• [DATA TO EXAMINE]:
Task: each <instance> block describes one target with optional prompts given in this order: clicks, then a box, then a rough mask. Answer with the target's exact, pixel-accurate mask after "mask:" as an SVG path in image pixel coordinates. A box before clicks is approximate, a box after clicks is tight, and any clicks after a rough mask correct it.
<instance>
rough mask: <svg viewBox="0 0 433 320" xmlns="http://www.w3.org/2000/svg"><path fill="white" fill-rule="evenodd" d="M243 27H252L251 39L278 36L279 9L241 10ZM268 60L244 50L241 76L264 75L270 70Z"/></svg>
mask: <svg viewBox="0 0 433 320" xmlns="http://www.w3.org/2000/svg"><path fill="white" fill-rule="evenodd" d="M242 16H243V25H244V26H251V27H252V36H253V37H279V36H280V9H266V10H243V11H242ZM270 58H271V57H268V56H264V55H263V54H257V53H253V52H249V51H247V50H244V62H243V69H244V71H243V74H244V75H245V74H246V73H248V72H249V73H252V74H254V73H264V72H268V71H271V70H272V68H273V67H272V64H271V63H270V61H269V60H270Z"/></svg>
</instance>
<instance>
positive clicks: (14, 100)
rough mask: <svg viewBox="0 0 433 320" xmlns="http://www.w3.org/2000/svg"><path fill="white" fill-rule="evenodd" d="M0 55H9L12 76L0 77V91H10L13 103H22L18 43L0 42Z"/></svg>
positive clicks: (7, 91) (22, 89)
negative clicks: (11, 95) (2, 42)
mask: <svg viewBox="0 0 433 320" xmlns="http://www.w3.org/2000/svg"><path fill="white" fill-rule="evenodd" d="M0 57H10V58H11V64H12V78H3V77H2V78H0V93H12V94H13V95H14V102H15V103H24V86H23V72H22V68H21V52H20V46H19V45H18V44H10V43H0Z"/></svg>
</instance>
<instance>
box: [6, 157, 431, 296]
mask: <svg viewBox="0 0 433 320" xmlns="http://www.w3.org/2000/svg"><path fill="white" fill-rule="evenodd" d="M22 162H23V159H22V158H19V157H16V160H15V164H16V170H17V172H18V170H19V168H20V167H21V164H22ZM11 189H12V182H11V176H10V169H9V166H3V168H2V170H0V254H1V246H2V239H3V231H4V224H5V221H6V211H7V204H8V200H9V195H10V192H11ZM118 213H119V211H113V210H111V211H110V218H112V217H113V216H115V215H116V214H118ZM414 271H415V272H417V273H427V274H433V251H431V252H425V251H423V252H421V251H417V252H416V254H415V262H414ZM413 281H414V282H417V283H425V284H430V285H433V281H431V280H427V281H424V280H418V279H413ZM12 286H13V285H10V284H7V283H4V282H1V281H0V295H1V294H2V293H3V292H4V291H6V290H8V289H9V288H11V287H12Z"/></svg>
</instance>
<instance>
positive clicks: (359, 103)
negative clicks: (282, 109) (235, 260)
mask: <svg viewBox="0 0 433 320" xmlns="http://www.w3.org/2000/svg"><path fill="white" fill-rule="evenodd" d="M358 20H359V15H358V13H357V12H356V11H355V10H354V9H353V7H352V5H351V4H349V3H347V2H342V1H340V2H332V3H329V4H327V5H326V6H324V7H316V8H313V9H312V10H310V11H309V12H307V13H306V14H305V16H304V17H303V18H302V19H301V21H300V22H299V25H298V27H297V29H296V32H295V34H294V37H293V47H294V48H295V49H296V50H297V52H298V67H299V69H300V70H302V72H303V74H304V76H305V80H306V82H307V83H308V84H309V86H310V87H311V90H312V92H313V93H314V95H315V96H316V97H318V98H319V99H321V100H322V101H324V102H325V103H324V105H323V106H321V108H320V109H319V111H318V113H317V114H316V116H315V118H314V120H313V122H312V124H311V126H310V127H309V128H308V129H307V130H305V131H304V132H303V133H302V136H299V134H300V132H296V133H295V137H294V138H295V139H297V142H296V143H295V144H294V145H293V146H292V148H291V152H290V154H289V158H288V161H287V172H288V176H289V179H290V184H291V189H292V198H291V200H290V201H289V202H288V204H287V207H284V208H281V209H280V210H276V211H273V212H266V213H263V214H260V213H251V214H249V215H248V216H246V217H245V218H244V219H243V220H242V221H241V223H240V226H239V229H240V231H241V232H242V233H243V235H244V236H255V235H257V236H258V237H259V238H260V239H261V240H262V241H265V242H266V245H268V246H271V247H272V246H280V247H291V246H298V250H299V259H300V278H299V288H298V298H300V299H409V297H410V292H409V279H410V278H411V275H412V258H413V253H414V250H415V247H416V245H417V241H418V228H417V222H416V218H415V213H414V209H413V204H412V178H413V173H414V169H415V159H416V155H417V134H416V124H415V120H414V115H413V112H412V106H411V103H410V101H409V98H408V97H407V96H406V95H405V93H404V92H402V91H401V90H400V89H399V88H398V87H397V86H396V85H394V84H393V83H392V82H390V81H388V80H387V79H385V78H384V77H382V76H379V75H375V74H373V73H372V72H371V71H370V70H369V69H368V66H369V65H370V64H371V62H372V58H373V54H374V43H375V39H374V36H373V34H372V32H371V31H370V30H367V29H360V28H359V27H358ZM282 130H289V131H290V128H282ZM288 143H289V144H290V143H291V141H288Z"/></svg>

• [EXERCISE]:
All of the material must be given again exactly.

• [ANSWER SPACE]:
Task: each <instance> block describes one target with optional prompts given in this order: clicks, then a box, then a rough mask. Answer with the target's exact, pixel-accurate mask after "mask:" as an SVG path in image pixel coordinates. A box before clicks is approximate, a box after clicks is tight, and any clicks after a rough mask correct it.
<instance>
rough mask: <svg viewBox="0 0 433 320" xmlns="http://www.w3.org/2000/svg"><path fill="white" fill-rule="evenodd" d="M243 27H252L251 39L278 36L279 9L241 10ZM268 60L244 50L241 76L264 75L270 70Z"/></svg>
mask: <svg viewBox="0 0 433 320" xmlns="http://www.w3.org/2000/svg"><path fill="white" fill-rule="evenodd" d="M242 16H243V25H244V26H251V27H252V36H253V37H279V36H280V9H266V10H243V11H242ZM270 58H271V57H268V56H264V55H263V54H257V53H253V52H249V51H247V50H244V62H243V69H244V71H243V74H244V75H245V74H246V73H248V72H249V73H252V74H254V73H264V72H268V71H271V70H272V68H273V67H272V64H271V63H270V61H269V60H270Z"/></svg>
</instance>
<instance>
positive clicks: (14, 100)
rough mask: <svg viewBox="0 0 433 320" xmlns="http://www.w3.org/2000/svg"><path fill="white" fill-rule="evenodd" d="M0 55H9L12 76L0 77V91H10L13 103H22L18 43L0 42Z"/></svg>
positive clicks: (7, 91) (22, 89)
negative clicks: (11, 95) (2, 42)
mask: <svg viewBox="0 0 433 320" xmlns="http://www.w3.org/2000/svg"><path fill="white" fill-rule="evenodd" d="M0 57H10V58H11V64H12V78H3V77H2V78H0V93H12V94H13V95H14V102H15V103H24V86H23V72H22V68H21V52H20V46H19V45H18V44H10V43H0Z"/></svg>
</instance>
<instance>
box: [6, 157, 431, 296]
mask: <svg viewBox="0 0 433 320" xmlns="http://www.w3.org/2000/svg"><path fill="white" fill-rule="evenodd" d="M22 162H23V159H22V158H19V157H16V160H15V164H16V170H17V172H18V170H19V168H20V167H21V164H22ZM11 189H12V182H11V176H10V169H9V166H3V168H2V170H0V254H1V246H2V239H3V231H4V224H5V221H6V211H7V204H8V200H9V195H10V192H11ZM118 213H119V211H113V210H111V211H110V218H112V217H113V216H115V215H116V214H118ZM414 271H415V272H417V273H427V274H433V251H431V252H425V251H423V252H421V251H417V252H416V254H415V262H414ZM413 281H414V282H417V283H425V284H430V285H433V281H431V280H427V281H424V280H418V279H413ZM12 286H13V285H10V284H7V283H4V282H1V281H0V295H1V294H2V293H3V292H4V291H6V290H8V289H9V288H11V287H12Z"/></svg>
</instance>
<instance>
positive clicks: (359, 103)
negative clicks: (282, 109) (235, 260)
mask: <svg viewBox="0 0 433 320" xmlns="http://www.w3.org/2000/svg"><path fill="white" fill-rule="evenodd" d="M358 20H359V15H358V13H357V12H356V11H355V10H354V9H353V7H352V5H351V4H349V3H347V2H342V1H340V2H332V3H329V4H327V5H326V6H324V7H316V8H313V9H312V10H310V11H309V12H307V13H306V14H305V16H304V17H303V18H302V19H301V21H300V22H299V25H298V27H297V29H296V32H295V34H294V37H293V47H294V48H295V49H296V50H297V52H298V67H299V69H300V70H302V72H303V74H304V76H305V80H306V82H307V83H308V84H309V86H310V87H311V90H312V92H313V93H314V95H315V96H316V97H318V98H319V99H321V100H322V101H324V102H325V103H324V105H323V106H321V108H320V109H319V111H318V113H317V114H316V116H315V118H314V120H313V122H312V124H311V126H310V127H309V128H308V129H307V130H305V131H304V132H303V133H302V136H299V134H300V132H296V133H295V137H294V138H295V139H297V142H296V143H295V144H294V145H293V146H292V148H291V152H290V154H289V158H288V161H287V172H288V176H289V179H290V184H291V189H292V198H291V200H290V201H289V202H288V204H287V207H284V208H281V209H280V210H276V211H273V212H266V213H263V214H260V213H251V214H249V215H248V216H246V217H245V218H244V219H243V220H242V221H241V223H240V226H239V229H240V231H241V232H242V233H243V235H244V236H255V235H257V236H258V237H259V238H260V239H261V240H262V241H265V242H266V245H268V246H271V247H272V246H280V247H291V246H298V250H299V259H300V278H299V288H298V298H300V299H409V297H410V292H409V279H410V278H411V275H412V258H413V253H414V250H415V247H416V245H417V241H418V228H417V222H416V218H415V213H414V209H413V204H412V178H413V173H414V169H415V159H416V155H417V134H416V124H415V120H414V115H413V112H412V106H411V103H410V101H409V98H408V97H407V96H406V95H405V93H404V92H402V91H401V90H400V89H399V88H398V87H397V86H396V85H394V84H393V83H392V82H390V81H388V80H387V79H385V78H384V77H382V76H379V75H375V74H373V73H372V72H371V71H370V70H369V69H368V66H369V65H370V64H371V62H372V58H373V54H374V43H375V39H374V36H373V34H372V32H371V31H370V30H367V29H360V28H359V27H358ZM282 130H289V131H290V128H282ZM288 143H289V144H290V143H291V141H288Z"/></svg>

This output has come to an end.